╭─ Passage for review
Skyscraper in Chicago, Illinois

Optima Signature (formerly Optima Chicago Center II) is a residential skyscraper in the Streeterville neighborhood of the Near North Side area in Chicago. The 57-story building is a joint venture between Optima Inc. and DeBartolo Development. It opened for occupancy in June 2017. The building has 490 units.

==History==
Originally named Optima Chicago Center II and planned as a 55-story companion to the neighboring 42-story Optima Chicago Center that had been completed in 2013, the structure was initially planned to potentially be a hotel-apartment hybrid. By the time construction began in late 2014, the structure had a confirmed all-apartment 57-floor plan with 498 units.

Construction was halted for a few months due to the planning process before resuming with $225 million in construction loans from Bank of America, PNC Bank and Fifth Third Bank in mid-2015. These final plans completed in 2015 revised the 57 floor structure to the eventual 490 units.
╰─
→ **Questions**:
**1.** According to the passage on Optima Signature, which banks provided the construction loans in mid-2015?
**2.** Extend the passage on Optima Signature by writing what comes after its final sentence.
The entries after this text are not needed.
╭─ Dataset extract
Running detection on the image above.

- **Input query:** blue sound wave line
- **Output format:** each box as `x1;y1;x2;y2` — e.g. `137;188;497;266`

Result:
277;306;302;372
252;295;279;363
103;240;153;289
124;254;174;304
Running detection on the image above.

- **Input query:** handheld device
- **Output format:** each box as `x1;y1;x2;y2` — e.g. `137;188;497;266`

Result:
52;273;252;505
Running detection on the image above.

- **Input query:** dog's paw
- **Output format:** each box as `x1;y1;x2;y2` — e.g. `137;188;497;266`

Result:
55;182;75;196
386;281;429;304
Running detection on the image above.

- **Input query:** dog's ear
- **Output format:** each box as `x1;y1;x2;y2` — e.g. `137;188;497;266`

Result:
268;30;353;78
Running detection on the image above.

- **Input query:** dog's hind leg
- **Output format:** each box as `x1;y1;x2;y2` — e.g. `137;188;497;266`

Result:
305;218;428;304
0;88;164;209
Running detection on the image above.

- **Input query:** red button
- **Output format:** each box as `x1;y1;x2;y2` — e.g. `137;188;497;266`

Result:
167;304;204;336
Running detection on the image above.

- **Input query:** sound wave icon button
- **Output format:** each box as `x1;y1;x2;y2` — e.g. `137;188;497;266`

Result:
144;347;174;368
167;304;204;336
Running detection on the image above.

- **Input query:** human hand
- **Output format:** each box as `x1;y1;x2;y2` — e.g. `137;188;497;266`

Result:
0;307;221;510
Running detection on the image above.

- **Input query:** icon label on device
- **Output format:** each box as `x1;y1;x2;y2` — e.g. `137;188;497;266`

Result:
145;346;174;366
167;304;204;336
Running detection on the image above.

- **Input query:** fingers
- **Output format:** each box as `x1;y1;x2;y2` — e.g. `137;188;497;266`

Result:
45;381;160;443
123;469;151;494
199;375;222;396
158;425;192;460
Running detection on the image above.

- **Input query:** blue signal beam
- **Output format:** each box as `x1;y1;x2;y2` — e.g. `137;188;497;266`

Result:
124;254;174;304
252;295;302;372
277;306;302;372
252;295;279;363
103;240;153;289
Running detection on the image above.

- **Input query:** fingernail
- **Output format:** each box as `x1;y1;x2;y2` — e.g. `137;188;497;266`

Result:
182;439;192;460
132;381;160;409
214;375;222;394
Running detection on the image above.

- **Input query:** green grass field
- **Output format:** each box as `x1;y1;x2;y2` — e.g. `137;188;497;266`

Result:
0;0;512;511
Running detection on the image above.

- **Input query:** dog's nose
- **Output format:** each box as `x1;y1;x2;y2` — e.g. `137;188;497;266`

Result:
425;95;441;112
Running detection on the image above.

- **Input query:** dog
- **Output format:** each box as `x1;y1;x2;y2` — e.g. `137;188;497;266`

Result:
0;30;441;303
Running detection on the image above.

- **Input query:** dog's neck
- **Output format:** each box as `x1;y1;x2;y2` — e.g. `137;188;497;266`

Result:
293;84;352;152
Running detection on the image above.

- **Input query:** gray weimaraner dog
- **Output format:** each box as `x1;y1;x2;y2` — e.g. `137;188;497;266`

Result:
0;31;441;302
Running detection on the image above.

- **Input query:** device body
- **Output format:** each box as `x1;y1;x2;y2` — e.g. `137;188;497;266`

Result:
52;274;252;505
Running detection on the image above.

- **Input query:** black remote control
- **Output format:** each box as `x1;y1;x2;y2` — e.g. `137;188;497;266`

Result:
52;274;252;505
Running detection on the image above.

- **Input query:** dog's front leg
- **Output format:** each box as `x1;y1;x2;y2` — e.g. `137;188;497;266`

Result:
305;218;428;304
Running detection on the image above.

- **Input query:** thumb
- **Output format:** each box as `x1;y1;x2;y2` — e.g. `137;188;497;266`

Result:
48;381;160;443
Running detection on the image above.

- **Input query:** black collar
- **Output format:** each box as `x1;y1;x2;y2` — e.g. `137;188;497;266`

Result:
╰─
→ **Responses to the exercise**:
**1.** Bank of America, PNC Bank and Fifth Third Bank.

**2.**
==Description==
The building is 57 stories high and includes 490 apartments, which are divided into two luxury classes. The Tower residences on the lower floors comprise 351 studio one- and two-bedroom units, ranging from 571 sqft to 1316 sqft. The Apex residences on the upper 15 floors include 139 one-, two- and three-bedroom units, as well as penthouse apartments, ranging from 747 sqft to 2583 sqft. The Apex units have "upgraded finishes and features" as well as private club access.

The entire building has access to two floors of athletic and social facilities. The building also has 58000 sqft of commercial space.